Study text -
Seemingly infinite branching futures lay before us, most of them bad-shaped. Will the pandemic and wildfires leave us in withered, blasted ruins? Will the new Supreme Court finally transform us into a full-blown theocracy? Will voter suppression continue unabated until election day? Will the militias show up? Will the election — I’ll just stop it there.

Who knows! About any of it! Now is a moment in which everything seems possible, especially crippling anxiety. But while we all wait with bated breath for our hoped-for outcomes, perhaps we can take some solace in considering a few of those infinite futures. In incomprehensible times, I’ve found good speculative fiction can do wonders.

So, in honor of the mess that is sure to be election week, when the only thing that’s certain is uncertainty is certain to come, let’s take a look at some of the most informative, soul-satisfying fiction we’ve published here at OneZero this year. Starting with the almost-too-on-the-nose “Anxiety Is the Dizziness of Freedom” by the master, Ted Chiang. A story about alternate timelines and time spent worrying about how we might change our own, there is simply no better story to read to nourish a fretful soul this week.

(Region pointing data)
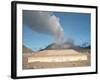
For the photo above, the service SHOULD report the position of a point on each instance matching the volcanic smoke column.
(45, 23)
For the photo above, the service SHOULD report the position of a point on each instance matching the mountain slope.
(26, 49)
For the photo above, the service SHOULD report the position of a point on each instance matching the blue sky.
(75, 26)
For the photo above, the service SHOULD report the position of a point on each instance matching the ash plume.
(45, 23)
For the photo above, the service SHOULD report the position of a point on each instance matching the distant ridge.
(26, 49)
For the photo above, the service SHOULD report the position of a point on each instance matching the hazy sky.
(74, 25)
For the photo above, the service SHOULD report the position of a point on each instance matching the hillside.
(26, 49)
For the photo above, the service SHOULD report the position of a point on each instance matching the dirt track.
(39, 65)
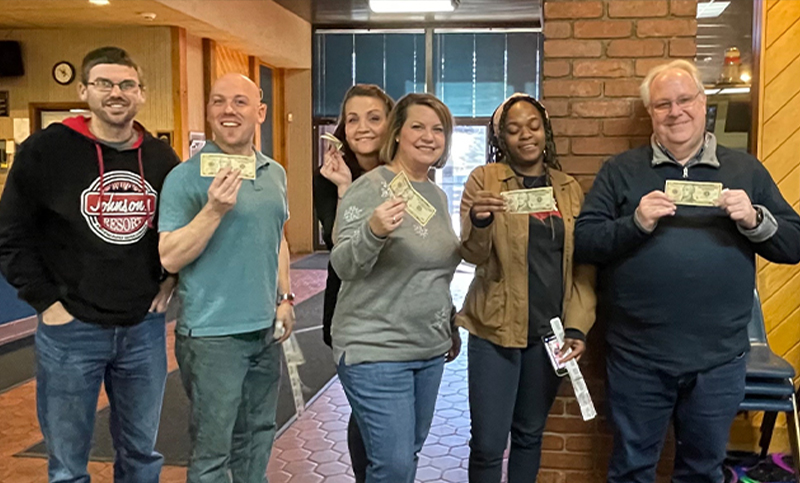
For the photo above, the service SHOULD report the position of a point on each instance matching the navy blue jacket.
(678, 299)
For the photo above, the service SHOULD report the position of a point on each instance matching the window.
(472, 71)
(393, 61)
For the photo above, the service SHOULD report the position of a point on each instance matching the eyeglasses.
(105, 85)
(683, 102)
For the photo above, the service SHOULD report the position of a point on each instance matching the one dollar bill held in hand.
(534, 200)
(337, 144)
(693, 193)
(212, 163)
(416, 206)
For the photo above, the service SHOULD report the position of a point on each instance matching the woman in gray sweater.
(392, 325)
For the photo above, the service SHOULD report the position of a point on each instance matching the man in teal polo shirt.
(224, 236)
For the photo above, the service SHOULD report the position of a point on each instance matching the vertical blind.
(473, 72)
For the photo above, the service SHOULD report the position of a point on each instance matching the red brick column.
(596, 54)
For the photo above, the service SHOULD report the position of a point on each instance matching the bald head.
(234, 111)
(238, 83)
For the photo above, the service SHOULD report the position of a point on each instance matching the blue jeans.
(701, 405)
(73, 360)
(510, 390)
(393, 403)
(232, 383)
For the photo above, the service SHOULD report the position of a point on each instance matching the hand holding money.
(223, 191)
(652, 207)
(336, 171)
(739, 208)
(335, 142)
(387, 217)
(534, 200)
(212, 163)
(485, 203)
(415, 204)
(572, 349)
(693, 193)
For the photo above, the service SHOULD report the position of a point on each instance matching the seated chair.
(769, 387)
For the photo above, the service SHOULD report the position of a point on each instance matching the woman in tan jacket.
(524, 277)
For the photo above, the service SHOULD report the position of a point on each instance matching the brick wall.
(596, 54)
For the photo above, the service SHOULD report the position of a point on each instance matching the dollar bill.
(588, 410)
(418, 207)
(212, 163)
(693, 193)
(535, 200)
(333, 140)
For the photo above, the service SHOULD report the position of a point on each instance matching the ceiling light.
(711, 9)
(412, 6)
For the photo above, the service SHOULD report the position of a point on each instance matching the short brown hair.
(358, 90)
(398, 116)
(108, 55)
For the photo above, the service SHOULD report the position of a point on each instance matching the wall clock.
(64, 73)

Task description - In the passage about election-week anxiety, rewrite the portion starting at "Seemingly infinite branching" and ending at "can do wonders.", swapping "wildfires" for "hurricanes".

Result below -
Seemingly infinite branching futures lay before us, most of them bad-shaped. Will the pandemic and hurricanes leave us in withered, blasted ruins? Will the new Supreme Court finally transform us into a full-blown theocracy? Will voter suppression continue unabated until election day? Will the militias show up? Will the election — I’ll just stop it there.

Who knows! About any of it! Now is a moment in which everything seems possible, especially crippling anxiety. But while we all wait with bated breath for our hoped-for outcomes, perhaps we can take some solace in considering a few of those infinite futures. In incomprehensible times, I’ve found good speculative fiction can do wonders.